Records provided:
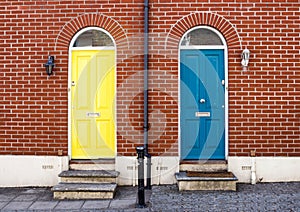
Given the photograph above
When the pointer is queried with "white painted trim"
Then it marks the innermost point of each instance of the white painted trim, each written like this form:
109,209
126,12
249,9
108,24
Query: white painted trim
225,48
94,48
70,81
20,170
267,169
202,47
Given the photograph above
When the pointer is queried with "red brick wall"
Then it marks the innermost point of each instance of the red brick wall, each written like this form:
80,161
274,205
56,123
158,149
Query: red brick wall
264,102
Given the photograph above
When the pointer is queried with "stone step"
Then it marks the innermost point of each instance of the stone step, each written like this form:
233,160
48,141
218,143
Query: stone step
214,181
203,166
89,176
84,191
99,164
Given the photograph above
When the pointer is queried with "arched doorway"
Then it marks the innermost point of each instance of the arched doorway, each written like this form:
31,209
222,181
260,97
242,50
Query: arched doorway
92,64
203,94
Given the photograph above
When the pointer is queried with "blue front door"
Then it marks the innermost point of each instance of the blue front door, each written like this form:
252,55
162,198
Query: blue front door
202,104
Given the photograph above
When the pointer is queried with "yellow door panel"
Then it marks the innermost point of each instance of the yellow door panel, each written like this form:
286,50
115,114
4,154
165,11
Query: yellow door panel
93,94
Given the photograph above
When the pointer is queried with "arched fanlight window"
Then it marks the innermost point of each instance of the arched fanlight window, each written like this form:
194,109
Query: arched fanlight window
200,37
93,38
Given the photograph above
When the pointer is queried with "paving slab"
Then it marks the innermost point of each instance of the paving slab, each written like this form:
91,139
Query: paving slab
7,197
121,204
43,205
96,204
13,206
69,205
2,204
26,197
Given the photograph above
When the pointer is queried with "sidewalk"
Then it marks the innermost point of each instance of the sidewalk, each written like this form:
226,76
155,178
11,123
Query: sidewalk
259,197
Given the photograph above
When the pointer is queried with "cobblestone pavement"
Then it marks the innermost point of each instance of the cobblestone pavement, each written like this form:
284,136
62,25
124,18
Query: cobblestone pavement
259,197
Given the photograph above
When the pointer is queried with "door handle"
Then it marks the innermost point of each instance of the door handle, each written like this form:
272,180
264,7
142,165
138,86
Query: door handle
92,114
202,100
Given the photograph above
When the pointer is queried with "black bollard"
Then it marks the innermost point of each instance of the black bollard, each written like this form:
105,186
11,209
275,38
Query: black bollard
141,187
148,185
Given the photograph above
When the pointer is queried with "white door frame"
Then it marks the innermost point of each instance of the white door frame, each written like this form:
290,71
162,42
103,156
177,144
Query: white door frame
224,47
70,81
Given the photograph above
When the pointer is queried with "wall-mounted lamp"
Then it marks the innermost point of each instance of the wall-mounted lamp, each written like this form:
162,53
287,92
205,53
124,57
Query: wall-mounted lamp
50,65
245,58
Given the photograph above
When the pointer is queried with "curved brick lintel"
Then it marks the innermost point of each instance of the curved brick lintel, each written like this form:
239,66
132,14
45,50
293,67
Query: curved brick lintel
203,18
86,20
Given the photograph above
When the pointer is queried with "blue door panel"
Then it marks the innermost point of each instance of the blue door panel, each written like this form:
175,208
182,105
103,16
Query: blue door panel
201,75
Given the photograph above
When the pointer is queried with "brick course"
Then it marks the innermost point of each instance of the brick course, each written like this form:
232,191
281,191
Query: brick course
264,102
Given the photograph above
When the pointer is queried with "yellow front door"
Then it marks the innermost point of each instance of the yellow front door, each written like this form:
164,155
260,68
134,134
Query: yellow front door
92,106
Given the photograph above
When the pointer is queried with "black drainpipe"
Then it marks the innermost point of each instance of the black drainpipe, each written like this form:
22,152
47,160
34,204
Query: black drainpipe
146,122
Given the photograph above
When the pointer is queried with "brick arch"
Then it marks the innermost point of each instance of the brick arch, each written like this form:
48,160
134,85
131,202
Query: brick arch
203,18
86,20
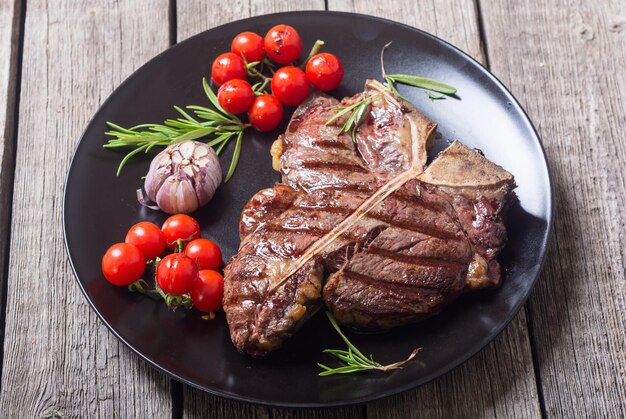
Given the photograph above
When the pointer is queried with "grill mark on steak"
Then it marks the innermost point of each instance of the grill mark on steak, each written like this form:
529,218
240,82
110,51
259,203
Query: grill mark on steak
329,165
330,144
416,228
433,262
398,242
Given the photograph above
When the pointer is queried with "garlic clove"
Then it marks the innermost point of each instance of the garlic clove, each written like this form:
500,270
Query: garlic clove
160,169
177,195
183,176
186,149
177,158
189,170
200,152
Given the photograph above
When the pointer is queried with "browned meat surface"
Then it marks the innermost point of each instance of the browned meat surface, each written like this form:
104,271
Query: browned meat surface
354,226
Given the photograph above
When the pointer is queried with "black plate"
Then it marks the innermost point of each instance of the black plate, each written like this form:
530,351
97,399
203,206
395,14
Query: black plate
99,208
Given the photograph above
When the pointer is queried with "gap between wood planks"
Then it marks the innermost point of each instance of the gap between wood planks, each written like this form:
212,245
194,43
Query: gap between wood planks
10,153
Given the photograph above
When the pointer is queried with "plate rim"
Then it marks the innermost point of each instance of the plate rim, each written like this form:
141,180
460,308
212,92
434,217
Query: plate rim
470,353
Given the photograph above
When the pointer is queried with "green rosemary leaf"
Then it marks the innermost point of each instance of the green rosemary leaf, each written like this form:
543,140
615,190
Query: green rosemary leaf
433,96
392,87
128,156
185,115
235,160
423,82
344,370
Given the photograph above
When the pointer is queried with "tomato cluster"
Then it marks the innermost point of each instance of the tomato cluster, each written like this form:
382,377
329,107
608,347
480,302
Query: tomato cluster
192,270
290,85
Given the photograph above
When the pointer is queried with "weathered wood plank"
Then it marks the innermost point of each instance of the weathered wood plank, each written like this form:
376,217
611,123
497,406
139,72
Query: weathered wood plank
499,381
565,61
194,17
10,12
59,359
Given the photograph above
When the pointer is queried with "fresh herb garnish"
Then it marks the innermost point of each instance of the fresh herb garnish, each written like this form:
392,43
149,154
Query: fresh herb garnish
429,85
433,97
354,360
423,82
357,112
216,123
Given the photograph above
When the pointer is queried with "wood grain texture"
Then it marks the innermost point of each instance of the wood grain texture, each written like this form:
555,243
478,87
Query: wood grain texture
10,12
565,61
194,17
500,380
59,359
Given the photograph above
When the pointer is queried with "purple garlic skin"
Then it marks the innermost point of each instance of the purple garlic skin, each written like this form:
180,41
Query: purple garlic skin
183,177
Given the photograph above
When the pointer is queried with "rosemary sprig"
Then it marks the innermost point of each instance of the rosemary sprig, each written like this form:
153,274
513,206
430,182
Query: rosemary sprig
429,85
354,359
356,111
214,123
423,82
433,97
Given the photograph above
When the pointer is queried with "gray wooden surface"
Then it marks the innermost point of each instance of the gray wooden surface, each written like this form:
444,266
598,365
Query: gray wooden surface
563,356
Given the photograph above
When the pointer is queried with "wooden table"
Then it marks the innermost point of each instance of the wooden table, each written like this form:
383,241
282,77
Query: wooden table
563,356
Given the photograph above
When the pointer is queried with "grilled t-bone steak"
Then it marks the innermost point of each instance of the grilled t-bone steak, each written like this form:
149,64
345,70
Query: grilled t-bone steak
362,227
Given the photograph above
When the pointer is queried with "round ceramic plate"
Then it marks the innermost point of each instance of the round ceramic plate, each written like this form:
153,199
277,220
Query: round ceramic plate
100,207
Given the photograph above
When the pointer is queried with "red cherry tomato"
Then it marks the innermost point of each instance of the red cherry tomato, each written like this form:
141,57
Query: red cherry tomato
325,71
250,45
205,253
207,294
235,96
180,227
228,66
123,264
265,113
177,274
290,85
283,44
148,238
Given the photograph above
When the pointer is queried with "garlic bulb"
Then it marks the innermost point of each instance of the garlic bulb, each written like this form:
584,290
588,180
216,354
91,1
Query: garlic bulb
183,177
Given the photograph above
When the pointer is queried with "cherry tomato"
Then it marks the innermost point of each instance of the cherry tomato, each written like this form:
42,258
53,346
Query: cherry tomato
177,274
148,238
283,44
207,294
205,253
250,45
123,264
265,113
325,71
228,66
180,227
290,85
235,96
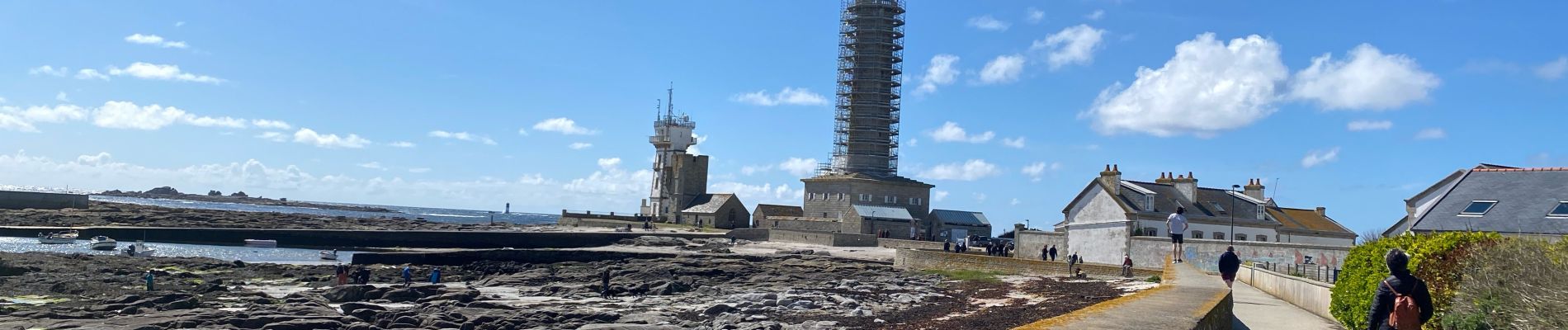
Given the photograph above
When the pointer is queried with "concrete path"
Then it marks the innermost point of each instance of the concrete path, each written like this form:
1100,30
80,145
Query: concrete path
1259,310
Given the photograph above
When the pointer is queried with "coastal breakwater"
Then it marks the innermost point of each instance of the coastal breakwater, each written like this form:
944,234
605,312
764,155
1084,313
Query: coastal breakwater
358,238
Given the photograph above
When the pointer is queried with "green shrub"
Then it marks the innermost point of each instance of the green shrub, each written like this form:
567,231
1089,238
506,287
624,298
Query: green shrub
1435,258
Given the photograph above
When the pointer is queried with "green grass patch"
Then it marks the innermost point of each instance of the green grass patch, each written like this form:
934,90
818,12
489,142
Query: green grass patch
968,274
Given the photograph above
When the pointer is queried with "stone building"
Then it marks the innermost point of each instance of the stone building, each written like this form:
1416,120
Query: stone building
1109,211
1489,197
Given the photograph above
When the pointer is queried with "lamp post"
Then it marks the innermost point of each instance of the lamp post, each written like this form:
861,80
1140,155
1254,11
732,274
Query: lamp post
1233,211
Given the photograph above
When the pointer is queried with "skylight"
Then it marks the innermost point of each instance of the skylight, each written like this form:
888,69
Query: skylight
1561,210
1479,207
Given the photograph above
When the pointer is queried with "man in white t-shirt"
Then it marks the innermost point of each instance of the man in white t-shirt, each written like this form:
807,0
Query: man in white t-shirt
1176,224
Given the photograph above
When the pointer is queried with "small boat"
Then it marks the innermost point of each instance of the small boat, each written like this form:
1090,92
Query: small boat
104,243
261,243
69,237
140,249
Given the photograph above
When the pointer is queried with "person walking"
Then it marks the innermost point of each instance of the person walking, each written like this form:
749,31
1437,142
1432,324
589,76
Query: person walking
1228,265
1402,300
1176,224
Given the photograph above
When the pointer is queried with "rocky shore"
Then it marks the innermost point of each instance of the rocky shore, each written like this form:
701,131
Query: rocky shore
796,290
104,213
237,197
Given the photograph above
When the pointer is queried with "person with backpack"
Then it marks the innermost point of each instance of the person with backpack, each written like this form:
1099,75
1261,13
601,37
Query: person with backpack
1402,300
1228,265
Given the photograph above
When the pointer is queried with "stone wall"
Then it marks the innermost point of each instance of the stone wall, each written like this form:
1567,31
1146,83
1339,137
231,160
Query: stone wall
41,200
1029,244
1207,252
1308,295
918,260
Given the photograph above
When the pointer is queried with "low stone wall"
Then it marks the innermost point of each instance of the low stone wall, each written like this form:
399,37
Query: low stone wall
916,260
357,238
891,243
41,200
1205,254
822,238
1029,244
1308,295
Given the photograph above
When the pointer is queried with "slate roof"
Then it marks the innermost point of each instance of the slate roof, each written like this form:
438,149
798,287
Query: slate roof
883,213
707,202
960,218
780,210
1524,196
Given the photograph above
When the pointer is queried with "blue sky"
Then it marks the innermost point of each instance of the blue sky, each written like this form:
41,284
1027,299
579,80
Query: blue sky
546,105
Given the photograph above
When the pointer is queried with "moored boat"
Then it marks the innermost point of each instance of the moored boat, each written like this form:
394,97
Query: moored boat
104,243
69,237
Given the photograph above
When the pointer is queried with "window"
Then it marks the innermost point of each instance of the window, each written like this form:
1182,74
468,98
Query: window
1561,210
1479,209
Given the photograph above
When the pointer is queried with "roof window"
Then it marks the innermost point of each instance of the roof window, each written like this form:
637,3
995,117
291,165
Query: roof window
1479,207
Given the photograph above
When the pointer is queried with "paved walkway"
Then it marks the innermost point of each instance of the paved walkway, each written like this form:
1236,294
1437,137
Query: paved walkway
1259,310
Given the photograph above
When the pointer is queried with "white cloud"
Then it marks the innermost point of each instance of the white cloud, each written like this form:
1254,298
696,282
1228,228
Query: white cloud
461,136
329,141
1207,88
1034,16
1369,125
968,171
938,196
1017,143
1552,69
1432,134
92,74
1071,45
272,124
1319,157
952,134
1367,80
940,73
154,40
799,166
148,71
988,24
787,96
1003,69
562,125
47,71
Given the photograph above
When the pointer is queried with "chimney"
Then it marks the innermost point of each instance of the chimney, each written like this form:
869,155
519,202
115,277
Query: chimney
1254,188
1188,186
1112,179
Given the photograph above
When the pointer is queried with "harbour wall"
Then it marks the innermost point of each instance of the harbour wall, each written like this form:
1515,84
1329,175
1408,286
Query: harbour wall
357,238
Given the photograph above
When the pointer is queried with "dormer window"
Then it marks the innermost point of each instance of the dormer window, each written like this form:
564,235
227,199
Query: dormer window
1561,210
1479,209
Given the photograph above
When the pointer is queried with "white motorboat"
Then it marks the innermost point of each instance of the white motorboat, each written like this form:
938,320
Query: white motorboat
69,237
261,243
104,243
140,249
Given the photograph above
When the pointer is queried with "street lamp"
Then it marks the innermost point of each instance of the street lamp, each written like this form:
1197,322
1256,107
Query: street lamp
1233,211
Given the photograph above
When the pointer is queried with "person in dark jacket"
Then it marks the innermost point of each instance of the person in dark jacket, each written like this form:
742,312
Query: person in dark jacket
1400,280
1228,265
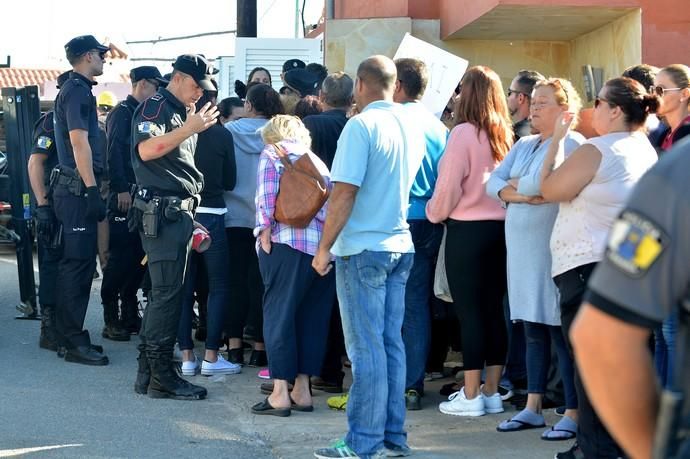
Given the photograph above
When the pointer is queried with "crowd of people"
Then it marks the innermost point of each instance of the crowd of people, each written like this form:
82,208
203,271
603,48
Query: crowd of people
515,200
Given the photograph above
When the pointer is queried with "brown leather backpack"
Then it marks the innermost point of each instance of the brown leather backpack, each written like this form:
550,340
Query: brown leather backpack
302,191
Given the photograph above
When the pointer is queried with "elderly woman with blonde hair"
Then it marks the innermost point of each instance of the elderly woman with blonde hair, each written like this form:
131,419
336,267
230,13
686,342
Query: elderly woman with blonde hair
297,300
532,295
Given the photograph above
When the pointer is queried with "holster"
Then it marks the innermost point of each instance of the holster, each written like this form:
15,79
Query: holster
69,178
150,216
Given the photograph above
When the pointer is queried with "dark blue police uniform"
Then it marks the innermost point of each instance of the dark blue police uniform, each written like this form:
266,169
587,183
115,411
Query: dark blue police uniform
75,108
124,271
168,189
49,248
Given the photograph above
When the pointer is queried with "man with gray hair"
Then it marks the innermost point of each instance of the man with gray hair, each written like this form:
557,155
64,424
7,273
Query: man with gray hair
325,128
519,99
426,236
379,153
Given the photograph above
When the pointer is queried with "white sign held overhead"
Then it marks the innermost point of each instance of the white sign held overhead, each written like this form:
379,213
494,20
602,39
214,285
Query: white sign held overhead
445,70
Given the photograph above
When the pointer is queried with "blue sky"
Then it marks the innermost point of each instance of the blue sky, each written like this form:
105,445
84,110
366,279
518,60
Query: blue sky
40,45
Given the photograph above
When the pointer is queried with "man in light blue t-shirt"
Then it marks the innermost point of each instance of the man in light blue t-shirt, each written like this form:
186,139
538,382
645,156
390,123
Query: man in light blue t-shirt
379,153
426,236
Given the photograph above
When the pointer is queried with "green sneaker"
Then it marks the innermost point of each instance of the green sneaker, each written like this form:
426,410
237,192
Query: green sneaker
338,402
340,450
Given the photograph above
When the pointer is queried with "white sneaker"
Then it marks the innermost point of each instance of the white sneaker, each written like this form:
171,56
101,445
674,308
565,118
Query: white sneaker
493,403
190,368
459,405
219,367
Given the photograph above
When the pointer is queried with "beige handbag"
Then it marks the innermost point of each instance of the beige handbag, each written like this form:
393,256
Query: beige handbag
441,289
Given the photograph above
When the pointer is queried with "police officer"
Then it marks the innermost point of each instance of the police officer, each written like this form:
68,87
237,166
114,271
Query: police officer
77,202
164,135
42,160
123,272
644,278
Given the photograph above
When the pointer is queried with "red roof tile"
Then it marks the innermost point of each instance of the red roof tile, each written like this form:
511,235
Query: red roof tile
13,77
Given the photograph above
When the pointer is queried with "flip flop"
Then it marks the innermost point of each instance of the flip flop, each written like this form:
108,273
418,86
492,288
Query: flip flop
569,434
521,425
302,408
266,408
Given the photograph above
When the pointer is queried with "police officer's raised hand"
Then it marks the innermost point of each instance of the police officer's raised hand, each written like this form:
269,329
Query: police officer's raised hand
95,207
201,120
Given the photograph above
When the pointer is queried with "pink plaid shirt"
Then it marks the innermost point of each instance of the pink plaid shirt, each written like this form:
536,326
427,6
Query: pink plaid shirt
305,240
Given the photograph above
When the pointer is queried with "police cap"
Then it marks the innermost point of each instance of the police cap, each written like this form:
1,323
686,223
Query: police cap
197,67
302,81
146,72
83,44
291,64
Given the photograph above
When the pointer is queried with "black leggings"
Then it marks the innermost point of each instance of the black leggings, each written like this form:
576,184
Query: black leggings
592,437
476,270
246,286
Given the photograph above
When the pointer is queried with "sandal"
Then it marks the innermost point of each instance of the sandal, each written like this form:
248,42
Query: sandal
565,429
266,408
302,408
521,425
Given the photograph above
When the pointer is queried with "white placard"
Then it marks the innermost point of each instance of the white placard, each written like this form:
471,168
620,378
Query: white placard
445,70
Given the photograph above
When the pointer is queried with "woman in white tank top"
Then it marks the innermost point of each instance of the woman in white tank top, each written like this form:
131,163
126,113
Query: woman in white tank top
592,185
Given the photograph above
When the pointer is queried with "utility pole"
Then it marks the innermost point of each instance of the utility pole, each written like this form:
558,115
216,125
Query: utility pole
246,18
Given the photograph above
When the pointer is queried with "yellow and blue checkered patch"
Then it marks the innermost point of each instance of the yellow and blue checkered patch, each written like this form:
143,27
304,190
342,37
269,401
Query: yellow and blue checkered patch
635,243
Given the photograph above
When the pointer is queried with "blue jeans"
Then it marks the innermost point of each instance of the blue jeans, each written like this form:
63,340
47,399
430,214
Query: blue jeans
216,260
665,350
371,292
426,237
540,338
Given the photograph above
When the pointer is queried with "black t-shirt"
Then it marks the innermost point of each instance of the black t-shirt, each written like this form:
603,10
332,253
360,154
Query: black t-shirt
215,158
44,143
174,173
118,127
75,108
325,129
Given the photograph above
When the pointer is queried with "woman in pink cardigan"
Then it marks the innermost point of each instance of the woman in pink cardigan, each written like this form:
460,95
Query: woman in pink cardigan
475,242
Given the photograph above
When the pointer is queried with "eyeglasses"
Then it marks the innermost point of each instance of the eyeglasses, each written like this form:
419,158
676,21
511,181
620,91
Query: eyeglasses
510,92
599,100
155,83
659,91
100,54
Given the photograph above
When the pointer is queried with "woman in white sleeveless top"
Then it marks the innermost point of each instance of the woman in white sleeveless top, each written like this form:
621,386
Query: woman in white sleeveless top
592,185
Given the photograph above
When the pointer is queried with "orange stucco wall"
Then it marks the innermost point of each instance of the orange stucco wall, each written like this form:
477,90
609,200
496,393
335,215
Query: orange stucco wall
665,32
365,9
665,23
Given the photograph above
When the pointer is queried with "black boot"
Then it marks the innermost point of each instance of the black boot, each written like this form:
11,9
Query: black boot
48,339
141,385
131,321
112,329
165,382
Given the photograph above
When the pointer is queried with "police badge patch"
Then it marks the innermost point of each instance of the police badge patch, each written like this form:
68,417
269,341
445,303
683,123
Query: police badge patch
148,127
44,142
635,243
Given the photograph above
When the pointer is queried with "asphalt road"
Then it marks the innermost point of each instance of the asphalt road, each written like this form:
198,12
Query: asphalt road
53,409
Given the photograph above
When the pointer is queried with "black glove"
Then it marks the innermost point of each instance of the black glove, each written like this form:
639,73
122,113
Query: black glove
46,222
95,207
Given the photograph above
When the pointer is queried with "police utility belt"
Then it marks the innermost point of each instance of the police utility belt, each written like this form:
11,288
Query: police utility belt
69,178
158,209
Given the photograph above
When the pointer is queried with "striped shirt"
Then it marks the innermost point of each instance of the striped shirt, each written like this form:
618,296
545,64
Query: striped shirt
305,240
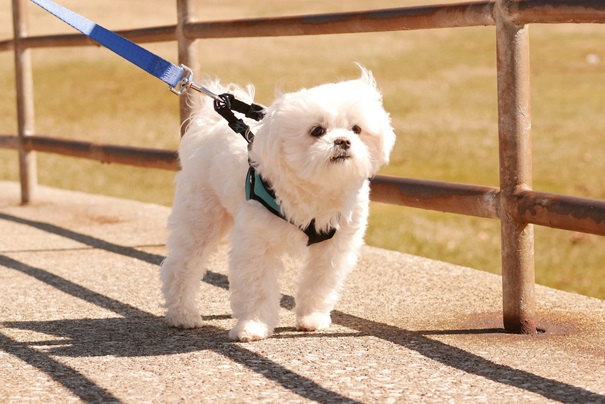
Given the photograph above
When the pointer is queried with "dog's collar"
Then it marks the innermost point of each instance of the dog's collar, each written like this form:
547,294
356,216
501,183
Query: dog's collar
257,189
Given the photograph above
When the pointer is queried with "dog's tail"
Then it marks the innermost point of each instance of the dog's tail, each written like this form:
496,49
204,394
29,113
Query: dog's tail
203,105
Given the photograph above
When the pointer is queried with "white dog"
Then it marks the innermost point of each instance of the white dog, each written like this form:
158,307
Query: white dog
314,153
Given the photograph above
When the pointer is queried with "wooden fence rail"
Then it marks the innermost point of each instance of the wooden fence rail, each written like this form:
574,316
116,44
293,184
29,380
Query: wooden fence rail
514,203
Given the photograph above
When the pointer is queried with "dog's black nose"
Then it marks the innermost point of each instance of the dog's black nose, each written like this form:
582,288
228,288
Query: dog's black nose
343,143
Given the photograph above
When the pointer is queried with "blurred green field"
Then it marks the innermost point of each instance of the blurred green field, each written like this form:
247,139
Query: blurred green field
439,86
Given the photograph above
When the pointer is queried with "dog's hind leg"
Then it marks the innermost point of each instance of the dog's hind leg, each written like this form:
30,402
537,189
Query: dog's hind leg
196,229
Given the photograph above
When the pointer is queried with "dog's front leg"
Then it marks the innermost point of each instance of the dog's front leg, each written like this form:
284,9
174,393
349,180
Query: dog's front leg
321,283
254,268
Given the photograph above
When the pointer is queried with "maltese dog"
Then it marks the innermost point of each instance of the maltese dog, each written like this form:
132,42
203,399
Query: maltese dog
301,187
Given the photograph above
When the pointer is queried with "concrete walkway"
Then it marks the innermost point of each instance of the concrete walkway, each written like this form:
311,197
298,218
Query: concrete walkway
80,320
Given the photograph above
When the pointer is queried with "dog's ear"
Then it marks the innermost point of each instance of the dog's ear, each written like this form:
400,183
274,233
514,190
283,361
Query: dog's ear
367,77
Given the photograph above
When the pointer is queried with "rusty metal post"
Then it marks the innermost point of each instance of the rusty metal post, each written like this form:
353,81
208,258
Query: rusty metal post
25,100
514,127
186,12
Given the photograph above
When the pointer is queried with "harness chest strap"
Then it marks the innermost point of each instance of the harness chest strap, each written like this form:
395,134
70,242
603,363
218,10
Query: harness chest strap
257,189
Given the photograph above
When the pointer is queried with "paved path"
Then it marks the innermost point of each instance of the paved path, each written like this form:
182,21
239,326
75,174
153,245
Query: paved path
80,320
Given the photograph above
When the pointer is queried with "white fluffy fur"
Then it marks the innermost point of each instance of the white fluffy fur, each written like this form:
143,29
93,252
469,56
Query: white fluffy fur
309,181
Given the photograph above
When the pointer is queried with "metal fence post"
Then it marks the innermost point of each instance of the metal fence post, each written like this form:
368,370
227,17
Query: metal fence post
186,12
514,127
25,99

The problem: Copy out every line of the listing above that contains the string "metal". Uppercase and lowercase letters must match.

Task response:
When the pointer is queried with "rusty metal post"
Then it marks the innermost point of each instance of the rusty metal post, each written like this form:
Query: rusty metal post
When the pointer is queried with "metal fence post"
Then it marks the innermost point of each instance of the metal fence post, each written like this form:
Query: metal fence post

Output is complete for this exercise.